- [Set task] From the records, extract every line from the one containing "Task: point out the gray" up to and including the one containing "Target: white climbing helmet", and reproduce each line verbatim.

- [Records for processing]
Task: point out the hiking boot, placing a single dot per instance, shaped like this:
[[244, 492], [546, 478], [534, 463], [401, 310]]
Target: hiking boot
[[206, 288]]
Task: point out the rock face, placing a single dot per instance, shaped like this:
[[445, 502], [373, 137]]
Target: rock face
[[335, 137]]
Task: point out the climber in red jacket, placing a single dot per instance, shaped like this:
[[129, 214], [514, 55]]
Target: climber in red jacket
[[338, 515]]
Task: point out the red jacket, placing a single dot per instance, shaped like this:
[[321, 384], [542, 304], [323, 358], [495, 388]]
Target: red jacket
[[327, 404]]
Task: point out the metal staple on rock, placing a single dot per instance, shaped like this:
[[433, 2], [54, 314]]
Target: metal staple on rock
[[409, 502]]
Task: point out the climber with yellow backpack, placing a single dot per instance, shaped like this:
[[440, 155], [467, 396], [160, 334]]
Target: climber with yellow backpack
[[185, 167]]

* * *

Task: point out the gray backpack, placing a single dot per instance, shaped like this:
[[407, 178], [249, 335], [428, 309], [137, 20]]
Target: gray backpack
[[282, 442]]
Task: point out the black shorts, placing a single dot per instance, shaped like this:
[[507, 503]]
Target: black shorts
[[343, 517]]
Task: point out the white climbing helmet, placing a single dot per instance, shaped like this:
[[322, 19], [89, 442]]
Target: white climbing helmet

- [Right answer]
Task: point out the gray backpack, placing a single dot per instance, shaped like this:
[[407, 178], [249, 335], [428, 309], [137, 20]]
Target: gray backpack
[[282, 442]]
Task: point out the black shorts, placing a single dot per instance, shaped like this:
[[507, 503]]
Target: black shorts
[[343, 517]]
Task: point out the white climbing helmet, placing a single dot per instance, shaped like this:
[[322, 19], [89, 442]]
Target: white climbing helmet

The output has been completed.